PROBLEM STATEMENT -> In the passage on German airborne radars below, copy the stretch from "The following material" through "a Bf110 D-1/U1).", replacing "detectors" with "sensors".

DOCUMENT EXCERPT ->
▼▼▼
The Primary Allied "Airborne Radars

    This section is being written.

The Primary German "Airborne Radars

The following material is reprinted from Pauke, Pauke! The German WW II Night Fighters Resource Page (see German Radars especially.) (In the photo above, a Ju88 night fighter sports nose-mounted airborne radar.)

    SPANNER I-IV: IR light detectors developed by AEG. Spanner I used an IR searchlight, Spanner II used passive detection only. Only Spanner I was used mainly in Dornier heavy night fighters and some experimental Bf 110 (the first one was a Bf110 D-1/U1).
    FUG 202 “LICHTENSTEIN BC: Developed by Telefunken, the “Lichtenstein“ is first tested in august of 1941. It enters production during the Spring of 1942. It was ther first AI device largerly used employed by the Nachtjagd. Its aerials were mounted in four main masts in the nose of Me 110 or Ju 88 at a downward angle of 5° ca. An "X"-formed frame on the tip of each main mast supported the vertical dipole elements (see illustration below). The radar operated at 490 MHz, with a range of 200-218 m to 5000 m and a power of 1,5 kW. The vision angle was 70°. The FuG 202 was replaced both by the FuG 212 and later the FuG 220 due to enemy jamming problems.
    FUG 202 “LICHTENSTEIN BC/S: It was an experimental device whose main aim was to increase the operating angle from 70° to 120° by means of side antennae.
    FUG 211? “LICHTENSTEIN O: This was an upwards aiming device for night operations. It worked at 490 mHz using antennae similar -perhaps even the same- as the “Lichtenstein B/C." One single prototype was build in 1943.
    FUG 212 LICHTENSTEIN C-1: This Telefunken AI device entered production during the late Spring of 1943 as a simplified version of the FuG 202. The performance was approximately the same as FuG 202. Its aerials differed in having longer main masts and a newly sharp shaped mast tip.The FuG 212 operated at 91 MHz and had a range of 200 m to 6000 m. After August 1943 the frequency could be changed by means of a selector from 420 to 480 mHz. It fell into disuse when the RAF discovered efficient methods for jamming this and the FuG 202 devices. Production stopped in November 1943.
    FUG 212 “LICHTENSTEIN C22": Development of FuG 212 with improved short-range capabilities. It was discontinued and substituted by the SN2 project. FUG 214 “LICHTENSTEIN BC/R” Tail warning experimental device. Discontinued and substituted by the FuG 216. FUG 215 “PAUKE A” Telefunken aiming device. It worked with six frequencies from 410 to 490 mHz using two types of antennae. The first prototypes used a single mast dipole antennae, similar to “Weitwinkel” one. Later devices used a ø 70 cm dish installed in the fuselage under a plywood teardrop cover. Only 10 units were build.
▲▲▲
SUPPLIED ENTRIES ->
▼▼▼
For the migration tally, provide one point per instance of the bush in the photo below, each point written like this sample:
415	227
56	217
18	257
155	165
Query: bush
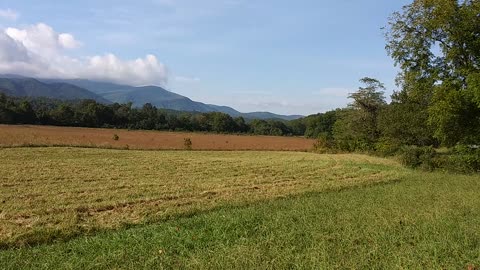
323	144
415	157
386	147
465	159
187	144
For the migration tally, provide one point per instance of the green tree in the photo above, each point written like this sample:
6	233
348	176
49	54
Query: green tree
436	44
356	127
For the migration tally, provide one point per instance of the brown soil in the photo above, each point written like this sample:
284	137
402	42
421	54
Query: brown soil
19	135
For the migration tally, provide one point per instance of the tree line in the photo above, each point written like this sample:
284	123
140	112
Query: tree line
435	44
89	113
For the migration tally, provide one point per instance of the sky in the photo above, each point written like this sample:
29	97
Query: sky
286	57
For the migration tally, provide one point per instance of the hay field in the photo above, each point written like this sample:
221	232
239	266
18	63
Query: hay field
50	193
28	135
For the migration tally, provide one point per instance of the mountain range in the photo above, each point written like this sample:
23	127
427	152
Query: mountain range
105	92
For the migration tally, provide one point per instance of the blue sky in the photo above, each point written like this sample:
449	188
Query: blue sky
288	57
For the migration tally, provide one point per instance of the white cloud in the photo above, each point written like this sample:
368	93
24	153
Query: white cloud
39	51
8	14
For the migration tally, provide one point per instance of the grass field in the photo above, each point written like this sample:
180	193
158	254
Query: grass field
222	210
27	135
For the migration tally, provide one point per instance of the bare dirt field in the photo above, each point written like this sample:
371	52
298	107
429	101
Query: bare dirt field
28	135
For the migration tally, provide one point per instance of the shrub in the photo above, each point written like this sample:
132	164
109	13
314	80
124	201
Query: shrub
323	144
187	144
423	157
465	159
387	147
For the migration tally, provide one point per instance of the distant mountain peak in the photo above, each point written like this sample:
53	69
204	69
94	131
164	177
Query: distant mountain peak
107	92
▲▲▲
▼▼▼
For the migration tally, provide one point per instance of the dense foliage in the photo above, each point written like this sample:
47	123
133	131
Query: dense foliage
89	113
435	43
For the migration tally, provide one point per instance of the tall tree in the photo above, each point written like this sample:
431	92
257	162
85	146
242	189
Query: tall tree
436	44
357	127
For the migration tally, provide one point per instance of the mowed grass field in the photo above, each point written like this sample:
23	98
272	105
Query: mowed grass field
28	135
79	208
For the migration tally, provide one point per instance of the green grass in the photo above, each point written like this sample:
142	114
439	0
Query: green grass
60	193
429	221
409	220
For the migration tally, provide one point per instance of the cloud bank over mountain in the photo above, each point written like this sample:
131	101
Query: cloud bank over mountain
▲▲▲
REPLY TO THE EXERCISE ->
The following material is reprinted from Pauke, Pauke! The German WW II Night Fighters Resource Page (see German Radars especially.) (In the photo above, a Ju88 night fighter sports nose-mounted airborne radar.)

    SPANNER I-IV: IR light sensors developed by AEG. Spanner I used an IR searchlight, Spanner II used passive detection only. Only Spanner I was used mainly in Dornier heavy night fighters and some experimental Bf 110 (the first one was a Bf110 D-1/U1).